* _Brano da esaminare_
━━━━━━━━━━━━━━━━━━━━━━━━━━━━━━

Il proposito di chiudere il campo rifugiati di Dadaab – annunciato dal governo keniota lo scorso 6 maggio – avrebbe conseguenze immediate, devastanti e durature per almeno 325mila rifugiati, avverte l’organizzazione medico-umanitaria Medici Senza Frontiere.
Negli ultimi 25 anni il Kenya ha assunto un ruolo di primo piano nell’accoglienza delle persone in fuga. Secondo Msf «molte nazioni occidentali usano infatti due pesi e due misure perché da un lato voltano le spalle ai rifugiati che fuggono dalla guerra, dall’oppressione e dalla miseria; dall’altro si aspettano che nazioni come il Kenya forniscano protezione alle centinaia di migliaia di rifugiati provenienti da Somalia, Sud Sudan ed altri Paesi. Questa incoerenza è ancor più evidente con la firma dell’accordo Ue-Turchia in cui l’Europa delega la cura dei rifugiati a un Paese che può negare loro il diritto di chiedere asilo».
«Per un quarto di secolo, il governo e la popolazione keniota hanno dato rifugio a migliaia di persone nei campi di Dadaab, cosa della quale il Kenya dovrebbe senz’altro essere fiera», dichiara Kenneth Lavelle, capo progetto di Msf a Dadaab. «Piuttosto che avallare le deboli e inumane politiche dell’Europa e di altri Paesi, ora più che mai il Kenya dovrebbe continuare a fornire un luogo sicuro ai rifugiati, come da tradizione. Il Kenya può diventare un esempio per gli altri, inclusi i paesi occidentali, su come trattare umanamente chi scappa dalla guerra e dai conflitti».

━━━━━━━━━━━━━━━━━━━━━━━━━━━━━━

* _Dati estratti_
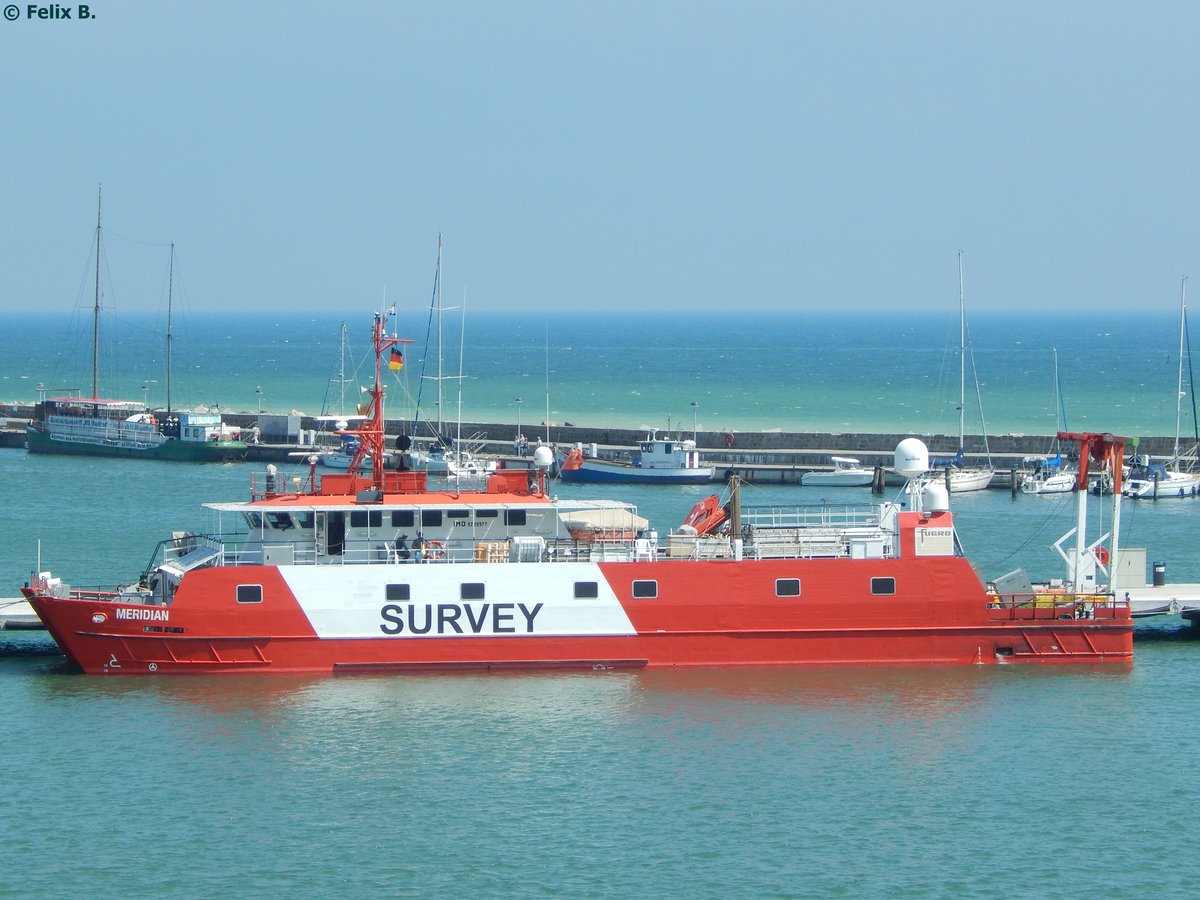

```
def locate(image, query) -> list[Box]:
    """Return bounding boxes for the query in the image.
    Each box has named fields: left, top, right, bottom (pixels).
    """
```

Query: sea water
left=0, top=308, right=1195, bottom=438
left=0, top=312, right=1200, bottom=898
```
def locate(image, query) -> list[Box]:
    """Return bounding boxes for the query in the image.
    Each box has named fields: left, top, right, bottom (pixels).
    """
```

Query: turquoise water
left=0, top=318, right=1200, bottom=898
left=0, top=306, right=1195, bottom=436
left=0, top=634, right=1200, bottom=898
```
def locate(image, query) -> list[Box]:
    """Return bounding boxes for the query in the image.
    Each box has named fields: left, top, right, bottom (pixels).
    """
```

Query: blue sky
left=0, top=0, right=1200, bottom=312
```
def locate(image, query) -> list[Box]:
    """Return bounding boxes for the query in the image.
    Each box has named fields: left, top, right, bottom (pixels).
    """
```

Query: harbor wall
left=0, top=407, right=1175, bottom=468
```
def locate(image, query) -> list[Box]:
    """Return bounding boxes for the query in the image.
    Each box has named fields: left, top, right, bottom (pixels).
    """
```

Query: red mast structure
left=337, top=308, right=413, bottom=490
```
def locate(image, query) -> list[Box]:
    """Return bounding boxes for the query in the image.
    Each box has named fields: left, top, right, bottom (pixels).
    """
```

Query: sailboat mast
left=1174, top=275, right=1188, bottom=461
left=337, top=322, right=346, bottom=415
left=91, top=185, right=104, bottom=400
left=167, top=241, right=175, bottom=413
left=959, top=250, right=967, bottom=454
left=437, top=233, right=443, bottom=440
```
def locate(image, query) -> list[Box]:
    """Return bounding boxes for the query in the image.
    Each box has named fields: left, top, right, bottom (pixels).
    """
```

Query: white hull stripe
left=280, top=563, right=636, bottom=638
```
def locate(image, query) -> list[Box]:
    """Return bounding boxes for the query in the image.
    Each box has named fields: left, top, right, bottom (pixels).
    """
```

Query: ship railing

━━━━━━━━━━━━━━━━━━━━━━━━━━━━━━

* _I Suoi compiti_
A) Ricopi dal brano sul campo di Dadaab il passo che inizia con le parole «Il proposito di» e termina dopo le parole «Medici Senza Frontiere.».
B) Prosegua il testo sulla chiusura del campo rifugiati di Dadaab a partire dalla sua ultima frase.

* _Risposte_
A)
Il proposito di chiudere il campo rifugiati di Dadaab – annunciato dal governo keniota lo scorso 6 maggio – avrebbe conseguenze immediate, devastanti e durature per almeno 325mila rifugiati, avverte l’organizzazione medico-umanitaria Medici Senza Frontiere.

B)
«È inaccettabile punire i 325mila rifugiati di Dadaab per le supposte azioni di pochi. Il conflitto in Somalia ha imperversato per più di 25 anni, e le condizioni per un ritorno sicuro e dignitoso semplicemente oggi non ci sono», prosegue Kenneth Lavelle: «Manca la volontà politica di trovare una soluzione: a troppi pochi rifugiati è stato offerto il reinsediamento in altri Paesi. I campi stessi sono troppo grandi, ma la possibilità di creare campi più piccoli in luoghi più sicuri con servizi migliori non è stata esplorata. Ci sono poche opportunità per i rifugiati di diventare autosufficienti e di essere integrati nella vita al di fuori dei campi. Queste opzioni richiedono fondi e un serio impegno politico ma, se non supportati dalla comunità internazionale, i rifugiati di Dadaab non avranno altra soluzione se non quella di tornare nella Somalia devastata dalla guerra o rischiare il pericoloso viaggio verso nord per cercare di attraversare il mare alla volta dell’Europa».